The problem with those plastic attachments is they let air in the whole time you're steaming, making a very dry bubbly foam. You can't really take the plastic attachment off though, as the wand on the baby is to short without it (I was looking at that machine, and it turned me off). You'll need an attachment of some kind for decent foam, what diameter is the wand without the plastic attachment? Perhaps a gaggia classic arm would fit on the baby?


----------



## DonRJ

Gaggia Classic wand doesn`t fit unfortunately, neither does the Rancilio Silvia one, the only bodge that I found worked was to seal the air inlet area (where the pull off bottom bit joins the top part) with electrical tape so it doesn`t draw air and foam the proper way. Problem is cleaning the damn thing once you have done it. Yoy can buy an alternative to the panarello frother from WholeLatteLove in the USA.

http://www.wholelattelove.com/Gaggia/Gaggia_Latte_Art_Pannarello_Wand.cfm

Don


----------



## CoffeeInca

I've just replaced a sub £100 machine with a Gaggia Classic, and I've found that I was able to produce better milk with the cheap machine!

I'm finding that although I can see the milk expanding, its consistancy isn't getting thicker or silky. When pouring the milk it pours just like hot milk rather than micro-foam. I'll give the Gaggia a chance as i've only had it four days and made 5 latte's with it. I'm using a Rattleware pitcher and thermometer, so I know the temperature's correct at least.

**Data shown:**
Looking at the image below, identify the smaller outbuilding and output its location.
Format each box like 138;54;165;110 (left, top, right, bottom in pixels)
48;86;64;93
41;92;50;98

**Task details:**
Write out the forum thread on steam wands and milk foam above word for word, in full.

**Task output:**
The problem with those plastic attachments is they let air in the whole time you're steaming, making a very dry bubbly foam. You can't really take the plastic attachment off though, as the wand on the baby is to short without it (I was looking at that machine, and it turned me off). You'll need an attachment of some kind for decent foam, what diameter is the wand without the plastic attachment? Perhaps a gaggia classic arm would fit on the baby?


----------



## DonRJ

Gaggia Classic wand doesn`t fit unfortunately, neither does the Rancilio Silvia one, the only bodge that I found worked was to seal the air inlet area (where the pull off bottom bit joins the top part) with electrical tape so it doesn`t draw air and foam the proper way. Problem is cleaning the damn thing once you have done it. Yoy can buy an alternative to the panarello frother from WholeLatteLove in the USA.

http://www.wholelattelove.com/Gaggia/Gaggia_Latte_Art_Pannarello_Wand.cfm

Don


----------



## CoffeeInca

I've just replaced a sub £100 machine with a Gaggia Classic, and I've found that I was able to produce better milk with the cheap machine!

I'm finding that although I can see the milk expanding, its consistancy isn't getting thicker or silky. When pouring the milk it pours just like hot milk rather than micro-foam. I'll give the Gaggia a chance as i've only had it four days and made 5 latte's with it. I'm using a Rattleware pitcher and thermometer, so I know the temperature's correct at least.